__Exercise__.
Please copy the listing word for word, from its first line through the line that contains "[[443, 589]]", including both ends.

(Stored records)
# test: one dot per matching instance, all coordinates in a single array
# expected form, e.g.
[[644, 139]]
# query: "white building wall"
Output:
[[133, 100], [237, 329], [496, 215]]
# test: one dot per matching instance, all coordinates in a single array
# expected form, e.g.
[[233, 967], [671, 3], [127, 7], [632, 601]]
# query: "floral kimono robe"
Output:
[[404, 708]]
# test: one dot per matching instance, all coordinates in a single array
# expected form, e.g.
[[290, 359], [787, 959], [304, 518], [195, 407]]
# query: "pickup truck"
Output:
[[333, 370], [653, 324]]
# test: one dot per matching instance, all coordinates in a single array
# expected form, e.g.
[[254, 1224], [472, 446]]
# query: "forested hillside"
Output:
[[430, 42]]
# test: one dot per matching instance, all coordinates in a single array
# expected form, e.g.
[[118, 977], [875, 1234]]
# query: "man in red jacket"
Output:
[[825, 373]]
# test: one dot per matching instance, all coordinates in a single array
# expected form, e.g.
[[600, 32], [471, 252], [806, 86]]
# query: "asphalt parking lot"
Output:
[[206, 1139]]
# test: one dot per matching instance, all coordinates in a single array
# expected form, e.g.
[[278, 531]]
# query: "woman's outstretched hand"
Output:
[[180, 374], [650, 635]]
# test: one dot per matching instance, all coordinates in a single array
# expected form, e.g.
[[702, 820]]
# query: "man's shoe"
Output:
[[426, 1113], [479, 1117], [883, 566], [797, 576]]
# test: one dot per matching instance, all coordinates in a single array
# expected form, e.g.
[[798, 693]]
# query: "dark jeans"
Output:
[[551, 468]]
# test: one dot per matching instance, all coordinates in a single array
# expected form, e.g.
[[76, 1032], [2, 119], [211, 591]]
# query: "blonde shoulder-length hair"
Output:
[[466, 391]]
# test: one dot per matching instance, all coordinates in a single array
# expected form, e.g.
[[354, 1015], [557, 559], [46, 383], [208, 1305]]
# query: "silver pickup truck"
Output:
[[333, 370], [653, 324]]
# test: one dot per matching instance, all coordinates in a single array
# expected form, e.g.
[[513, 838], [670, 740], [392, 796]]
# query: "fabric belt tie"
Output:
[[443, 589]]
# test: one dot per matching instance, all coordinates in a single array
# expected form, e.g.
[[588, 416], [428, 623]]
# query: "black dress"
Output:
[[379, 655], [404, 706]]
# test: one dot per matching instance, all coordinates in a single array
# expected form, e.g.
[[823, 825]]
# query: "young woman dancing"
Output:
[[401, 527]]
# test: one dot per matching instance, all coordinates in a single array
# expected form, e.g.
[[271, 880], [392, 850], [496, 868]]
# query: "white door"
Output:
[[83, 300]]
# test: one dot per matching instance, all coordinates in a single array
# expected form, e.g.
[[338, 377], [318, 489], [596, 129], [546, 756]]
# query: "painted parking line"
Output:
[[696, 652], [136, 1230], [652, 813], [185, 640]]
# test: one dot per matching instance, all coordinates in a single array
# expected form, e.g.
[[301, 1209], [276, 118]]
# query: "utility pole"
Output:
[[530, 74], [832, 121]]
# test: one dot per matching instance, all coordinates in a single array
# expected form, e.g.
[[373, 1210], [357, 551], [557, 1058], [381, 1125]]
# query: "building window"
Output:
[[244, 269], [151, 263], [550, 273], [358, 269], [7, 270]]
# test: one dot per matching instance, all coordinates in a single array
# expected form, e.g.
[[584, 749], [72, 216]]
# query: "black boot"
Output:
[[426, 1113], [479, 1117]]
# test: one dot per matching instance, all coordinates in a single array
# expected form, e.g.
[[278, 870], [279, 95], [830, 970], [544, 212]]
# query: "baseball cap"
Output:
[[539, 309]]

__Result__.
# test: one dot per matching instance, all coordinates in a single array
# expected form, e.g.
[[644, 139]]
# query: "white building wall"
Output:
[[133, 100], [237, 329], [496, 215]]
# test: one dot per matching instance, all coordinates in a single array
# expected form, e.g.
[[233, 967], [671, 3], [127, 7], [632, 601]]
# query: "floral kimono robe"
Output:
[[404, 708]]
# test: one dot per matching instance, all coordinates in a single array
# expected form, e.g.
[[290, 359], [787, 959], [304, 518], [195, 407]]
# query: "pickup truck"
Output:
[[333, 370], [653, 324]]
# test: one dot per matching instance, all coordinates in a single array
# expected form, e.g.
[[254, 1224], [472, 446]]
# query: "forested hillside"
Output:
[[430, 42]]
# test: one dot per matching instance, all coordinates in a single array
# expected form, e.g.
[[118, 977], [875, 1234]]
# query: "man in red jacket"
Output:
[[825, 373]]
# test: one dot per matching instance, all coordinates in a single array
# expected form, e.g.
[[600, 32], [471, 252], [806, 86]]
# query: "asphalt parking lot"
Output:
[[206, 1139]]
# test: one dot per matching instance, all coordinates in a single array
# expected form, e.g.
[[278, 531]]
# query: "woman's outstretched hand"
Output:
[[180, 374], [650, 635]]
# test: one dot per matching instance, all coordinates in a single array
# expected form, e.g.
[[702, 820]]
# query: "man's shoe"
Output:
[[426, 1113], [479, 1117], [883, 566], [797, 576]]
# test: one dot per matching instance, all coordinates in a single array
# expected form, e.g.
[[798, 693]]
# query: "dark jeans"
Output:
[[551, 468]]
# test: one dot per matching instance, all coordinates in a single array
# expected form, e.g.
[[76, 1032], [2, 119], [211, 591]]
# query: "blonde shoulder-length hair"
Output:
[[466, 391]]
# test: one dot per matching instance, all coordinates in a single array
# expected form, e.g.
[[354, 1015], [557, 559], [46, 383], [208, 1305]]
# query: "silver pickup truck"
Output:
[[333, 370], [653, 324]]
# test: one dot per matching instance, all coordinates in a single array
# expected form, e.g.
[[513, 838], [670, 740], [392, 796]]
# query: "fabric belt tie"
Output:
[[443, 589]]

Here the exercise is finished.